Write out every line of the listing in the stretch from the line containing "Each instance of the sponsor" through the line containing "349], [371, 376]]", and shift each coordinate in the final bracketed line up by 122. Leave the coordinates in the line beginning "Each instance" unchanged.

[Records drawn from a collection]
§

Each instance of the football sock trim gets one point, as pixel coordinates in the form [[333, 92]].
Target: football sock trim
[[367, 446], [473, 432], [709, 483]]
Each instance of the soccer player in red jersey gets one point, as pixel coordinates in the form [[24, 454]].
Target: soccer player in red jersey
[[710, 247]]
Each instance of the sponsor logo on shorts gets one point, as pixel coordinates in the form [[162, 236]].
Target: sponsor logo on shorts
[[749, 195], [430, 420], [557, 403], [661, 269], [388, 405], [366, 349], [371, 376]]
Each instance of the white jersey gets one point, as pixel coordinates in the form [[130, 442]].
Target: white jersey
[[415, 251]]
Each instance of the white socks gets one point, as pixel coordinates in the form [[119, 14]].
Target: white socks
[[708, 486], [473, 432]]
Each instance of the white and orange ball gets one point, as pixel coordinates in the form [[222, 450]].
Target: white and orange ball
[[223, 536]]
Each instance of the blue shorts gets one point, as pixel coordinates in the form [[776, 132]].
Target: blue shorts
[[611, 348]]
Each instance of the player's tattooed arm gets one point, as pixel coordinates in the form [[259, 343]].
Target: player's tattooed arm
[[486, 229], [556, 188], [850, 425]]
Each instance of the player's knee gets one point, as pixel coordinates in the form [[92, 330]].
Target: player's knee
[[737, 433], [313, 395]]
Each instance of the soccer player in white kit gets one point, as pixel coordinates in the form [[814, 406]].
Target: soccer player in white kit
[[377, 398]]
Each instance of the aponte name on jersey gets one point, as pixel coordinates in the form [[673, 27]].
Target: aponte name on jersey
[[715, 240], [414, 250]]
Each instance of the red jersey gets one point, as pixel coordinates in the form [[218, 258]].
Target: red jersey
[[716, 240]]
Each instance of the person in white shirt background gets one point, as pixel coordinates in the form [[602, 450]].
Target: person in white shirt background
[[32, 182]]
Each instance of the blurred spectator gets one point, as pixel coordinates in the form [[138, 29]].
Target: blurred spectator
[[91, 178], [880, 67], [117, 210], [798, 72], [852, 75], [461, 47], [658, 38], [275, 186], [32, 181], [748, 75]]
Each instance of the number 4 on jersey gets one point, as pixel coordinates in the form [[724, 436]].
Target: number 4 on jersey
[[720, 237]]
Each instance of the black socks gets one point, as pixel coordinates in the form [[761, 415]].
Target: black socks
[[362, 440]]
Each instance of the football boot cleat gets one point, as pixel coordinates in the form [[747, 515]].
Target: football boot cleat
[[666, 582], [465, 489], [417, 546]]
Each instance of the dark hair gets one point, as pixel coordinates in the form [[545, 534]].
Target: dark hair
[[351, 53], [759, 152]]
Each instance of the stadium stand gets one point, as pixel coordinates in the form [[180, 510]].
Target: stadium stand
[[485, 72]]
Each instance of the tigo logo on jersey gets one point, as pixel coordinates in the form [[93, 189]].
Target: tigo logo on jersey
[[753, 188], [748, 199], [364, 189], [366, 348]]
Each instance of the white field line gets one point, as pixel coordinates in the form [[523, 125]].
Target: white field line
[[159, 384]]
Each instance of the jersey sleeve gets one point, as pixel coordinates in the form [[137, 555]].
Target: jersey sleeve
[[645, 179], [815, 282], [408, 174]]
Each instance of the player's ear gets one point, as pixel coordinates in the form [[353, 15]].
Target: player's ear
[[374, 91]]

§

Answer to the problem:
Each instance of the sponsor logo on shorts gets one point, as pixel coordinates in the form [[162, 236]].
Target: sponsor logo on shorts
[[871, 317], [552, 542], [679, 525], [783, 391], [510, 527], [488, 471], [493, 498]]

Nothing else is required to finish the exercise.